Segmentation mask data
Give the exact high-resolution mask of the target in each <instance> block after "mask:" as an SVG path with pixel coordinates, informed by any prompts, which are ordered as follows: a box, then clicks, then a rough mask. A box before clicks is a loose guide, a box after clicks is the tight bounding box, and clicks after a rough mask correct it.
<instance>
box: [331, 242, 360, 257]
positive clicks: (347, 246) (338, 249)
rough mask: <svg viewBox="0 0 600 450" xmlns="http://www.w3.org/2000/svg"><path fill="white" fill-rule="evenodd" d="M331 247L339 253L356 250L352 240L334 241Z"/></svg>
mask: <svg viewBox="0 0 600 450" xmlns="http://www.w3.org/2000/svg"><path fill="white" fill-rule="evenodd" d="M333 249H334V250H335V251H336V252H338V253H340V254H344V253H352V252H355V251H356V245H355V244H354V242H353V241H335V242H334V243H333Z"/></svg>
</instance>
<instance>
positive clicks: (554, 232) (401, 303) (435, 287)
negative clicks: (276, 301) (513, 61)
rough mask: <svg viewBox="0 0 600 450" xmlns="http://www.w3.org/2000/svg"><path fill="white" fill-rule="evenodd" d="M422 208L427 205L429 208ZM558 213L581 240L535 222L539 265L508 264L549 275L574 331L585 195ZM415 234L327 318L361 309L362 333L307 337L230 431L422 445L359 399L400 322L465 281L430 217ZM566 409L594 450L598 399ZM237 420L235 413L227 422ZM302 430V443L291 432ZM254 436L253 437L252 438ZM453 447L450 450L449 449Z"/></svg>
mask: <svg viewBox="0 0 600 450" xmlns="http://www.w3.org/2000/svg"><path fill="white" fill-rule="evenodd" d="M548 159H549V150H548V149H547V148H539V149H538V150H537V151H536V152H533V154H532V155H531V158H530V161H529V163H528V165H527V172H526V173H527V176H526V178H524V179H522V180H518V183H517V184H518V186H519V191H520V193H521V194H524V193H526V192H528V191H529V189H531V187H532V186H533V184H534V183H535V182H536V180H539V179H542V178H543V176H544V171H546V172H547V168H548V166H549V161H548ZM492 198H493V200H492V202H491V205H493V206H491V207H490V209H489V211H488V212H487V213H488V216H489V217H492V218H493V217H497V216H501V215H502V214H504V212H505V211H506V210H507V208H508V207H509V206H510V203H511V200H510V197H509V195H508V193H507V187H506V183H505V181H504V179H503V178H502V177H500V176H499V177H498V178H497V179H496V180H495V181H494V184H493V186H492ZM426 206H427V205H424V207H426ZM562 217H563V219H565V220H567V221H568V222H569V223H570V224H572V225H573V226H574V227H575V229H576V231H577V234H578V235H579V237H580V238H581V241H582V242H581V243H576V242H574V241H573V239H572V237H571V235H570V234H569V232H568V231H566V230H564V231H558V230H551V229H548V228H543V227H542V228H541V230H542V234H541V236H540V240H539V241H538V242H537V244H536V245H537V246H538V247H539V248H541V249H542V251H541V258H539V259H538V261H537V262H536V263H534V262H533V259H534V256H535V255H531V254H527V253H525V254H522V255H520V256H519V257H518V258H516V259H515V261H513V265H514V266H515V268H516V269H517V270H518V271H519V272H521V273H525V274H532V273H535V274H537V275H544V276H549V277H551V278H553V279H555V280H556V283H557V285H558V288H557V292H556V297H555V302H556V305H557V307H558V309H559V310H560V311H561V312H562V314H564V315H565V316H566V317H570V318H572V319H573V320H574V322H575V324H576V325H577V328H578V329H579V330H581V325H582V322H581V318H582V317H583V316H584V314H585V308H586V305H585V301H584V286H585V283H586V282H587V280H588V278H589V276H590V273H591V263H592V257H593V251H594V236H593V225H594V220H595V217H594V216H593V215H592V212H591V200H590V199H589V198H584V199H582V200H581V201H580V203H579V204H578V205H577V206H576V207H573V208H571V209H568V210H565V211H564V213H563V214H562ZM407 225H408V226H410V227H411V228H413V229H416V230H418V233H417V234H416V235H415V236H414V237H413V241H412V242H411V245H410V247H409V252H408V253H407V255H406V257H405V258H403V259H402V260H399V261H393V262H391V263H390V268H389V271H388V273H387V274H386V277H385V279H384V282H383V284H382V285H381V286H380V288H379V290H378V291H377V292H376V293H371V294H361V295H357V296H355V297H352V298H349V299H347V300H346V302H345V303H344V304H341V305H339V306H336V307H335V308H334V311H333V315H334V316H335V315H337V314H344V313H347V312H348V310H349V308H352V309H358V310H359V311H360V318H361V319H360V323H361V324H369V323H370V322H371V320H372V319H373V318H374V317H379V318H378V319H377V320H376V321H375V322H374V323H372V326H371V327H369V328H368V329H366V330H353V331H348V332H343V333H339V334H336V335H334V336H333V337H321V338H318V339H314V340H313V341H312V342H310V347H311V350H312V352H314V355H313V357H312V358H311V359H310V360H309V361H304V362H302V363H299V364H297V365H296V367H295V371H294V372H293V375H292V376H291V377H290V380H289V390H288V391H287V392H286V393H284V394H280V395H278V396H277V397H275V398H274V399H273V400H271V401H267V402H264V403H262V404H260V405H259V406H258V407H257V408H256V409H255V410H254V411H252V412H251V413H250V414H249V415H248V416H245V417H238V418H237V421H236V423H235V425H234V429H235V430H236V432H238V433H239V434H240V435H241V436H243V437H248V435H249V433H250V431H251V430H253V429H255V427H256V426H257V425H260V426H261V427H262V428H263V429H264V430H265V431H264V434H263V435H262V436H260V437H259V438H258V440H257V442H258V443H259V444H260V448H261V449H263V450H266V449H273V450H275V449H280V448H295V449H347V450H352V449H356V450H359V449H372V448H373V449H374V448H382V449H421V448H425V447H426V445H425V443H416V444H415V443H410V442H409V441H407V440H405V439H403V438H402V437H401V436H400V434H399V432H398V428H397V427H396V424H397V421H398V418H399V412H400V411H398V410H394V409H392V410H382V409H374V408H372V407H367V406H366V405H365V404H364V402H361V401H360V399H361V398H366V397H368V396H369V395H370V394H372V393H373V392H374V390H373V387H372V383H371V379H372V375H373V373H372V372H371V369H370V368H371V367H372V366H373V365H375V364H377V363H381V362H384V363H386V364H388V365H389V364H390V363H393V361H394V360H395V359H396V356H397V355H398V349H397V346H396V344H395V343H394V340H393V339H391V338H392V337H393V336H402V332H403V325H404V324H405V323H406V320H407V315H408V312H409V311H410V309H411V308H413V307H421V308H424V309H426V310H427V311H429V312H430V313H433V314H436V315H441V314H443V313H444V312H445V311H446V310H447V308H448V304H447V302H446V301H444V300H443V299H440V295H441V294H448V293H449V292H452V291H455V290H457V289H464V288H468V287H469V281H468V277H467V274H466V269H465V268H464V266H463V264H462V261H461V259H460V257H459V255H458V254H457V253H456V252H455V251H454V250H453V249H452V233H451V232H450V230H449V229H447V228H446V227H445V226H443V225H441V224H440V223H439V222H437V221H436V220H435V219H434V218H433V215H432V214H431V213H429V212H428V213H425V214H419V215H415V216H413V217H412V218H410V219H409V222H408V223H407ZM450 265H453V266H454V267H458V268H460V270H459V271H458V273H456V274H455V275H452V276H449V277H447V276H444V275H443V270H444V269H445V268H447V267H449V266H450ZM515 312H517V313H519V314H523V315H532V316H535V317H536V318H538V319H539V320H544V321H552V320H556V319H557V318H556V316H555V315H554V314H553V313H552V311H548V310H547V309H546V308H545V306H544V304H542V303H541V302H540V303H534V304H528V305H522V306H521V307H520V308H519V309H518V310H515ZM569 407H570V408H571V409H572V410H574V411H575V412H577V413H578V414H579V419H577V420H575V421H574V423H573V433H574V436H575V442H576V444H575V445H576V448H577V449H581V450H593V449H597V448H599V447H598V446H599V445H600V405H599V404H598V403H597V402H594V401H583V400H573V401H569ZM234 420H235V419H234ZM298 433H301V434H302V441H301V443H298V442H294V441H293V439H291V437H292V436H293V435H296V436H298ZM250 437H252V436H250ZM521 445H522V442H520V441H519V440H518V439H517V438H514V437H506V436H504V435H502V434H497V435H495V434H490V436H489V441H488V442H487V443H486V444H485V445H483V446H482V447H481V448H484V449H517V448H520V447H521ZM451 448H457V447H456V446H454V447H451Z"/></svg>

- _JOB_
Convert the material into a JSON list of strings, starting at its first line and ending at the line that contains "positive clicks: (347, 246) (338, 249)", with both of those lines included. Use one string per line and omit blank lines.

- _ANSWER TO THIS EXERCISE_
[
  "Give the exact high-resolution mask of the target in each <instance> block after \"mask:\" as an SVG path with pixel coordinates, informed by any prompts, which are ordered as follows: a box, then clicks, then a rough mask. A box before clicks is a loose guide, a box after clicks is the tight bounding box, and clicks after a rough mask correct it.",
  "<instance>",
  "box: [331, 242, 360, 257]",
  "positive clicks: (347, 246) (338, 249)"
]